# START OF EXCERPTED DATA

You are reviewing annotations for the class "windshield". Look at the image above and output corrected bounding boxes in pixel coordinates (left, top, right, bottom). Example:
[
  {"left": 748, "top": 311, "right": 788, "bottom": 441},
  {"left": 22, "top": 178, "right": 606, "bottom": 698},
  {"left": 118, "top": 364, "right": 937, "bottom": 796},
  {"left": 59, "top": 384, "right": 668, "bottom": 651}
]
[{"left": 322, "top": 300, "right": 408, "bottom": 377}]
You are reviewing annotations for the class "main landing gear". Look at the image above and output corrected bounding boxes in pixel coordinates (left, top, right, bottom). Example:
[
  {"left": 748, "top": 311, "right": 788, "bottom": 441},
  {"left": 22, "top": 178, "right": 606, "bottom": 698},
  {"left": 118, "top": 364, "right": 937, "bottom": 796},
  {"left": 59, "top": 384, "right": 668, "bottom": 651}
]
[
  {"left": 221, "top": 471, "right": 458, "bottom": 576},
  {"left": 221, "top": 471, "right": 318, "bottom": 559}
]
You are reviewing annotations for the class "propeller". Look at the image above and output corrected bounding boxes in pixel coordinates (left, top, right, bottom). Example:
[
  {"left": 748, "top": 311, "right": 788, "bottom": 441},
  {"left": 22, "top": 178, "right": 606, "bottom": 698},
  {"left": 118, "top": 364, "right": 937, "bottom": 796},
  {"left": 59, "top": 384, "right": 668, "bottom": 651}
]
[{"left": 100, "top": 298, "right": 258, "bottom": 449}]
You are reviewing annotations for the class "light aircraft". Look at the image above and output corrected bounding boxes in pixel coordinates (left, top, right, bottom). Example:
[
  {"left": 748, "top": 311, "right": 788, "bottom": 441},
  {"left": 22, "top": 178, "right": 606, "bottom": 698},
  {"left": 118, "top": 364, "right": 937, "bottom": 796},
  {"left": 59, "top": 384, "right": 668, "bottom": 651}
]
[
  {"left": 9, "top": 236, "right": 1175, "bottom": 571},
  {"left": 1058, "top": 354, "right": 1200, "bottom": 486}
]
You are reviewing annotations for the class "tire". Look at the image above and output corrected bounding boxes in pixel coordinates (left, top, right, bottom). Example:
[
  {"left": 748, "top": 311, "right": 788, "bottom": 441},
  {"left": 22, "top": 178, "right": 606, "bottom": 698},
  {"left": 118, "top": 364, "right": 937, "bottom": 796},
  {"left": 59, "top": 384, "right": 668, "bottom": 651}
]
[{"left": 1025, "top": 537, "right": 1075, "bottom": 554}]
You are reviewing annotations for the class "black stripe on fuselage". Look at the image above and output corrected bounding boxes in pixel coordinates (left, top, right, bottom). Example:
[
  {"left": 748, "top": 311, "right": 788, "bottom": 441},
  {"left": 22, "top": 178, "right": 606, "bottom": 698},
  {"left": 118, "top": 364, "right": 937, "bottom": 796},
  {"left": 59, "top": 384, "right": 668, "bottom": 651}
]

# END OF EXCERPTED DATA

§ **WORK TO BE COMPLETED**:
Your task is to transcribe the listing above in full, exactly as given.

§ **RESULT**:
You are reviewing annotations for the class "windshield". Look at the image above and output corrected bounding boxes in pixel coordinates (left, top, right, bottom). Example:
[
  {"left": 748, "top": 311, "right": 788, "bottom": 441},
  {"left": 22, "top": 178, "right": 606, "bottom": 698},
  {"left": 118, "top": 364, "right": 937, "bottom": 796},
  {"left": 59, "top": 384, "right": 668, "bottom": 651}
]
[{"left": 322, "top": 300, "right": 408, "bottom": 377}]
You are reviewing annotations for the class "main landing gear". Look at the image above and output corrected bounding boxes in pixel coordinates (left, top, right, bottom). Example:
[
  {"left": 748, "top": 311, "right": 788, "bottom": 441},
  {"left": 22, "top": 178, "right": 606, "bottom": 698},
  {"left": 118, "top": 364, "right": 937, "bottom": 796},
  {"left": 59, "top": 384, "right": 668, "bottom": 651}
]
[
  {"left": 221, "top": 471, "right": 458, "bottom": 576},
  {"left": 221, "top": 471, "right": 318, "bottom": 559}
]
You are reviewing annotations for the class "propeller". Look at the image above and output corrected bounding boxes in pixel coordinates (left, top, right, bottom). Example:
[
  {"left": 748, "top": 311, "right": 788, "bottom": 441},
  {"left": 22, "top": 178, "right": 606, "bottom": 698},
  {"left": 118, "top": 364, "right": 937, "bottom": 796},
  {"left": 59, "top": 384, "right": 668, "bottom": 651}
]
[{"left": 100, "top": 298, "right": 258, "bottom": 449}]
You are reviewing annotations for the class "light aircraft". Look at the image above and output corrected bounding boxes in pixel coordinates (left, top, right, bottom). Example:
[
  {"left": 748, "top": 311, "right": 788, "bottom": 441},
  {"left": 22, "top": 178, "right": 606, "bottom": 698},
  {"left": 118, "top": 364, "right": 937, "bottom": 796},
  {"left": 59, "top": 384, "right": 668, "bottom": 651}
]
[
  {"left": 9, "top": 236, "right": 1175, "bottom": 571},
  {"left": 1058, "top": 354, "right": 1200, "bottom": 486}
]
You are reviewing annotations for the class "tire". Look at the image above and output corrected bounding boxes in pixel coordinates (left, top, right, bottom). Example:
[
  {"left": 748, "top": 311, "right": 788, "bottom": 441},
  {"left": 22, "top": 178, "right": 606, "bottom": 698},
  {"left": 118, "top": 364, "right": 937, "bottom": 796},
  {"left": 59, "top": 384, "right": 668, "bottom": 651}
]
[{"left": 1025, "top": 537, "right": 1075, "bottom": 554}]
You are reviewing annotations for the class "black stripe on fuselage". Look at the image above and output corrected bounding boxes in pixel coordinates (left, top, right, bottom). Example:
[
  {"left": 748, "top": 311, "right": 788, "bottom": 441},
  {"left": 22, "top": 178, "right": 606, "bottom": 698},
  {"left": 118, "top": 364, "right": 937, "bottom": 796},
  {"left": 59, "top": 384, "right": 668, "bottom": 651}
]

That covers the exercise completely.